Con il suo immancabile sorriso ironico, Gianni Pettena ama spiegare che se in genere i suoi colleghi architetti hanno costruito solo una parte, spesso minima, dei progetti disegnati, lui, nel corso della carriera, ha costruito “tutto tutto tutto (o quasi). “E in scala 1:1”, aggiunge, con una frecciata agli amici architetti radicali, che spesso hanno sostituito alla realtà della costruzione il simulacro del plastico o del fotomontaggio.
L’anarchitetto Pettena ama i paradossi, perché se è vero che ha potuto realizzare la quasi totalità dei suoi progetti, bisogna precisare che questi progetti non sono edifici o architetture in senso tradizionale ma installazioni, ambienti, performance. E tuttavia, anche se assumono le forme dell’arte – non ricalcando ma spesso anticipando i modi della Land Art o della performance, o delle pratiche partecipative –, tali progetti sono, per Pettena, pur sempre architettura. Anzi sono la sola architettura possibile: intesa non come l’esercizio di una razionalità normativa e di un dominio dell’uomo sulla natura, ma al contrario come una pratica di adattamento all’ambiente, come un gesto che, invece di rivendicare l’autonomia e l’autorità del progettista, e, più in generale, dell’essere umano, ribadisce i legami di interdipendenza che lo legano al mondo.

DATI FORNITI
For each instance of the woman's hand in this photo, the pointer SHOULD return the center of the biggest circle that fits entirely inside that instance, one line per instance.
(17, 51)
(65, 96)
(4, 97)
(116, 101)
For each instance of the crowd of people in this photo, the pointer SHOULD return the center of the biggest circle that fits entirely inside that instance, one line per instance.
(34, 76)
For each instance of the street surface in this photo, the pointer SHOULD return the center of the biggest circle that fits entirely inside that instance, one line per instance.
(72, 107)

---

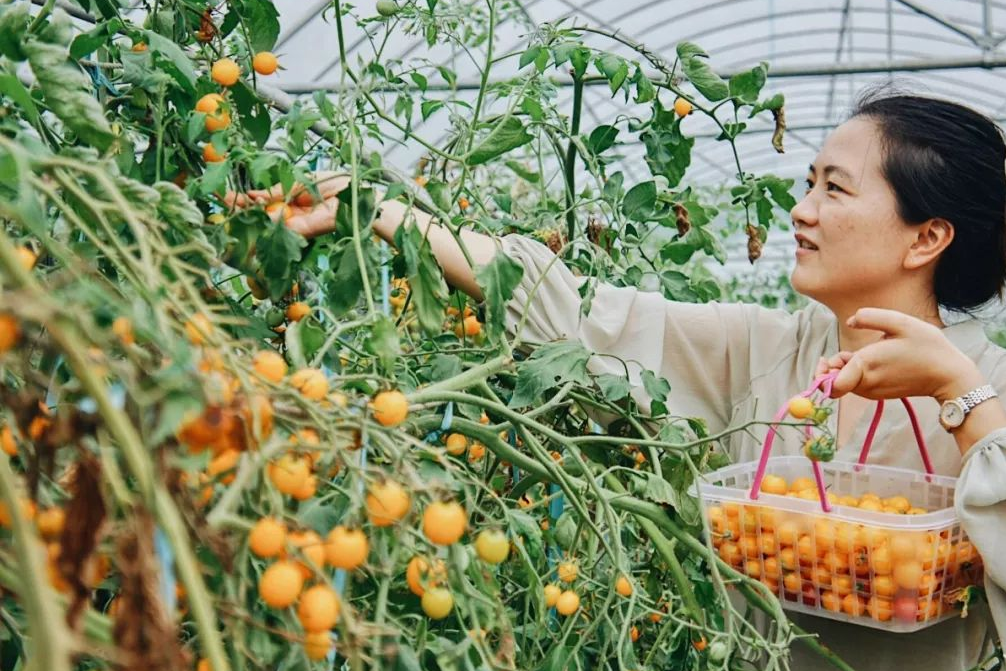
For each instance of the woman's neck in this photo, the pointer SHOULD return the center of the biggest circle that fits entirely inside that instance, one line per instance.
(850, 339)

LAVORO RICHIESTO
Prosegui il testo su Gianni Pettena a partire dal punto in cui si ferma. Il materiale non ha alcun ruolo in questo lavoro.

RISPOSTA CORRETTA
Mi sembrava naturale interessarmi al cinema e al teatro sperimentale, esplorare le pratiche contemporanee che ripensavano i linguaggi visivi ma anche le coordinate dello spazio.
“Tutto tutto tutto (o quasi)” è il titolo scelto da Pettena per la monografia, recentemente uscita da Quodlibet. Il volume, di più di 500 pagine, documenta, per la prima volta, l’insieme dei progetti e una buona parte dei testi teorici dell’architetto, dagli anni Sessanta a oggi. A partire dalla visione panoramica che il libro permette, il percorso di Pettena appare in tutta la sua coerenza e complessità. Bolzanino di nascita, fiorentino d’adozione, non solo un indiscusso protagonista della stagione radicale ma né è anche uno dei più autorevoli esegeti.
Ma non smette di rivendicare la sua autonomia e il suo scetticismo. Studente insieme ai membri di Superstudio e Archizoom alla Facoltà di Architettura di Firenze negli anni Sessanta, in cui matura la rottura dal verbo modernista, si accorge rapidamente, come ama raccontare “che era solo una scuola professionale per ottenere la licenza di architetto, per il professionista che viene educato a fare stare in piedi degli edifici, a organizzare razionalmente gli spazi, ma che se ne frega del linguaggio, dei materiali, degli abitanti. Una scuola di obbedienza assoluta, che insegna non la libertà ma le limitazioni che una certa idea di società impone all’architettura”.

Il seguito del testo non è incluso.